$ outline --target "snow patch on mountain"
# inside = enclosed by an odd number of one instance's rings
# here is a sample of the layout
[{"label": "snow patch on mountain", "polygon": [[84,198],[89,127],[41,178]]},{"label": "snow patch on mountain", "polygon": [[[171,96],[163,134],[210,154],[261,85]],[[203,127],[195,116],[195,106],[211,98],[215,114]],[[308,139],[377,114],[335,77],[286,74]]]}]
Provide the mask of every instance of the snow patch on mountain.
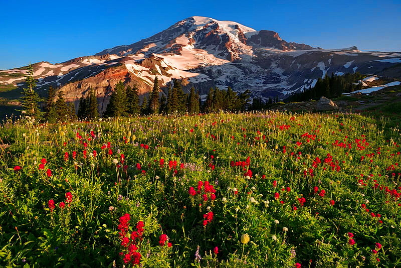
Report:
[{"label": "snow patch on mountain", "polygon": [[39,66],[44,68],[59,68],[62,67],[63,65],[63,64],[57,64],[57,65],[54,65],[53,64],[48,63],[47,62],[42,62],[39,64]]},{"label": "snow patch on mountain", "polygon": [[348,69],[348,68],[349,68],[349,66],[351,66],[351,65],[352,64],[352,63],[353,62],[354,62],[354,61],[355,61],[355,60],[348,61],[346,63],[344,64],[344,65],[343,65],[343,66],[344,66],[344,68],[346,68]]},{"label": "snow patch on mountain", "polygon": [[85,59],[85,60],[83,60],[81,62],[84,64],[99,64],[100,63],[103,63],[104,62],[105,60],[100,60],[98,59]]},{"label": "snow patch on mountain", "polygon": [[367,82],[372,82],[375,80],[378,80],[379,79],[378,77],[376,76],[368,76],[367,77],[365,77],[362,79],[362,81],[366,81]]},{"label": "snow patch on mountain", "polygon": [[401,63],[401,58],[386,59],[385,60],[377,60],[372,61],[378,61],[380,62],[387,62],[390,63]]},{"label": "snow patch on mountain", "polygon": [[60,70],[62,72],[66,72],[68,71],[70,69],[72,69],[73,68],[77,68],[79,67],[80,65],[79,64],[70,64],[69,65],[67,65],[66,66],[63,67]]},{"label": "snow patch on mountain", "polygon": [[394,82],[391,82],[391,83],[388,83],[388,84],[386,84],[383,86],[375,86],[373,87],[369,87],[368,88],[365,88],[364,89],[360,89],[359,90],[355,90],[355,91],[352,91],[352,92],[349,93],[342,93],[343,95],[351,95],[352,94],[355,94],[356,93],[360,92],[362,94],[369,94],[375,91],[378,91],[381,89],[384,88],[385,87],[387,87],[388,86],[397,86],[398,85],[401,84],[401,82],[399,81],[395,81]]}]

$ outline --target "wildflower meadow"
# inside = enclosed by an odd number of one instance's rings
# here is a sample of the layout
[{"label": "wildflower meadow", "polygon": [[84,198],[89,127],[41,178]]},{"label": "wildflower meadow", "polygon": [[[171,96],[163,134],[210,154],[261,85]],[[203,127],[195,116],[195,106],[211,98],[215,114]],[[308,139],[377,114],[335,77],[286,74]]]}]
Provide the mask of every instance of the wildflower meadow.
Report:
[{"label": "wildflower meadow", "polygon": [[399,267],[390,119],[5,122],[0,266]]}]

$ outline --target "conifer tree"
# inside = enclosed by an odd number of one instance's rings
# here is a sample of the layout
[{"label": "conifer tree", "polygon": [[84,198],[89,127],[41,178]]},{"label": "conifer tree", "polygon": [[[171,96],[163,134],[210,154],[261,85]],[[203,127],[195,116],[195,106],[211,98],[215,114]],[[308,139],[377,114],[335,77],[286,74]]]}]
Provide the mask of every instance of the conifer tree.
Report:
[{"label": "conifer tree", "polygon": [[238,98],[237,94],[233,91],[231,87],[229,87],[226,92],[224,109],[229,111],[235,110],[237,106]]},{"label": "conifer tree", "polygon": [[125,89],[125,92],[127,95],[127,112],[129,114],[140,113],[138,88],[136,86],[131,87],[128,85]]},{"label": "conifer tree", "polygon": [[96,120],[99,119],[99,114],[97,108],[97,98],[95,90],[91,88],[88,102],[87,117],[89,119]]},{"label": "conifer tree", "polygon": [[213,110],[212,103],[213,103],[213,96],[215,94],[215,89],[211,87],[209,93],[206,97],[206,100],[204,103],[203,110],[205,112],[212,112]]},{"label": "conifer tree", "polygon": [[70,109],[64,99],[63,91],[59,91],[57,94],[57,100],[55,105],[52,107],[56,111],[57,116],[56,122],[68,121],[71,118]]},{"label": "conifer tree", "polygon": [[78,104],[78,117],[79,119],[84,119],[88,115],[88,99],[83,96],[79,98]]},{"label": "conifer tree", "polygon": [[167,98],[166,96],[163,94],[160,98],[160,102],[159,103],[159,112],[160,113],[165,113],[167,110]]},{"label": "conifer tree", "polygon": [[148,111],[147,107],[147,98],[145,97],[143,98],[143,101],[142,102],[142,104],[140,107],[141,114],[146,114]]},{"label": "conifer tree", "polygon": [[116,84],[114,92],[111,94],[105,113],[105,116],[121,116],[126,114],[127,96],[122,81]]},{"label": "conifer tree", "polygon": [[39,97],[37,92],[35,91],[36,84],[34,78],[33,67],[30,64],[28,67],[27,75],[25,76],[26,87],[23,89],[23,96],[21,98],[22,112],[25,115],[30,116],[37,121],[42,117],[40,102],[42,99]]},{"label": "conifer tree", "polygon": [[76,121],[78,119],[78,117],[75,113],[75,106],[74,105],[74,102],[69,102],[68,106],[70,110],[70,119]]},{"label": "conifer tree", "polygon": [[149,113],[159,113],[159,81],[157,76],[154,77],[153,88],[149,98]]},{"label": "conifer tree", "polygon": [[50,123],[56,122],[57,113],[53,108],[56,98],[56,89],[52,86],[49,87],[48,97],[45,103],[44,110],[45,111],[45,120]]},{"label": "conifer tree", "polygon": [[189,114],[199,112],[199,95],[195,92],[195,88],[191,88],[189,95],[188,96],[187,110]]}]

****************************************

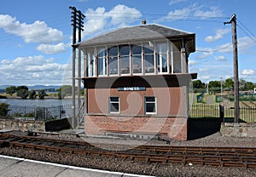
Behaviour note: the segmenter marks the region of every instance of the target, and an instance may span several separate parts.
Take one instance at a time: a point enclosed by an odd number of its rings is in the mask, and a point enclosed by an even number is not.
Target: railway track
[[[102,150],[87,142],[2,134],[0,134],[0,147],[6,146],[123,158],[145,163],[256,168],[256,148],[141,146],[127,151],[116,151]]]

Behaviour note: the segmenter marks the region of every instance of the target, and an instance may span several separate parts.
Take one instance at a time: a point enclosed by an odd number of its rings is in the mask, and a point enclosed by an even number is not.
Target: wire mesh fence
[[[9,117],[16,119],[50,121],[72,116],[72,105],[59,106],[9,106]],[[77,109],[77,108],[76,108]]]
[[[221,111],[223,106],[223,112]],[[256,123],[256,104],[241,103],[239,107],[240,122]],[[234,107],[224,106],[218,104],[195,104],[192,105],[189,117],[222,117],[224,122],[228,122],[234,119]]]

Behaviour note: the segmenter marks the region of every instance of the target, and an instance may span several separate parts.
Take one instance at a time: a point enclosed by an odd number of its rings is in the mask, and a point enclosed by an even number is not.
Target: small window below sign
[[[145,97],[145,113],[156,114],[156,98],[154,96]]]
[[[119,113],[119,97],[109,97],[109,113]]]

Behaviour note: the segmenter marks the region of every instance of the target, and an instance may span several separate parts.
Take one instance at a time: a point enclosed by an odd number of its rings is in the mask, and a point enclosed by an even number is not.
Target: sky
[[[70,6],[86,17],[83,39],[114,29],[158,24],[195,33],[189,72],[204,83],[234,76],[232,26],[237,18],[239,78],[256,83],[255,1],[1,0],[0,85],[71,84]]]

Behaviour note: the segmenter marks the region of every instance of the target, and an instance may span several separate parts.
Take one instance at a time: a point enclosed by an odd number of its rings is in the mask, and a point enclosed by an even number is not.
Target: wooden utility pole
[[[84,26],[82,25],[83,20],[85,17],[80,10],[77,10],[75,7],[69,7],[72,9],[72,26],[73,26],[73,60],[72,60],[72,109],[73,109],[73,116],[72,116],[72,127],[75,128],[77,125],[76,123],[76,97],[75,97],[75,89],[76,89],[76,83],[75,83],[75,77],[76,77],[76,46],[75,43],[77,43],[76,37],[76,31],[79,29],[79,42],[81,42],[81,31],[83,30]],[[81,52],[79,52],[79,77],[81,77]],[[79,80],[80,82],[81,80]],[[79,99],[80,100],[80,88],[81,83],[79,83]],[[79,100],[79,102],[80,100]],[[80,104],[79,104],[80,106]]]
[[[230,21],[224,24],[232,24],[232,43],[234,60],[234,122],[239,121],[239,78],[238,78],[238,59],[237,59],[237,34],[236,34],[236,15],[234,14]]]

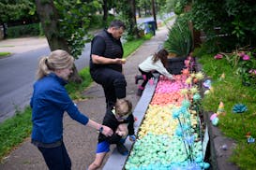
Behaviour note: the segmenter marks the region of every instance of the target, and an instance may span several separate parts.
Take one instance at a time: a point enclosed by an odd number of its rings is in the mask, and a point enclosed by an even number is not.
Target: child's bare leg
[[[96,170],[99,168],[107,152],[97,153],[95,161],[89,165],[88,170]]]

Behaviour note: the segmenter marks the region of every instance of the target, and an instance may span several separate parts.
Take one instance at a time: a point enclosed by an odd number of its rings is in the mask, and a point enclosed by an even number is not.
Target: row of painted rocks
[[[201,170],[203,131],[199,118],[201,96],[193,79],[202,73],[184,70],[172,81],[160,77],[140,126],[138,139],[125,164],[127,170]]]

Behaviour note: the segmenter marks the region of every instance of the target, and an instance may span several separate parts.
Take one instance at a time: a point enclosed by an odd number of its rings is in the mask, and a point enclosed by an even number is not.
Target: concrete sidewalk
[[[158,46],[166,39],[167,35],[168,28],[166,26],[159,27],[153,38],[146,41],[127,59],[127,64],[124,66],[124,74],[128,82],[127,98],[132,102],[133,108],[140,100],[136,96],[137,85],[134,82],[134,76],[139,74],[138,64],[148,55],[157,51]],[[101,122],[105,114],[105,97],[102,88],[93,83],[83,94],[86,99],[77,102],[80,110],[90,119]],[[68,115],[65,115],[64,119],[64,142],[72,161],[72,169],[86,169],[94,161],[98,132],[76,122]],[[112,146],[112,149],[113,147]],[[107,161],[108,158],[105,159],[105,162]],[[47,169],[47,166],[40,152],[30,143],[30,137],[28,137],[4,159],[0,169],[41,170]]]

****************************************

▶ Instructions for the task
Copy out each line of the material above that contains the word "Provide". Treat uppercase and lowercase as different.

▶ Result below
Provide the mask of every instance of the snow patch on mountain.
Provide the mask of every instance of the wildflower meadow.
Provide the mask of every instance of the conifer tree.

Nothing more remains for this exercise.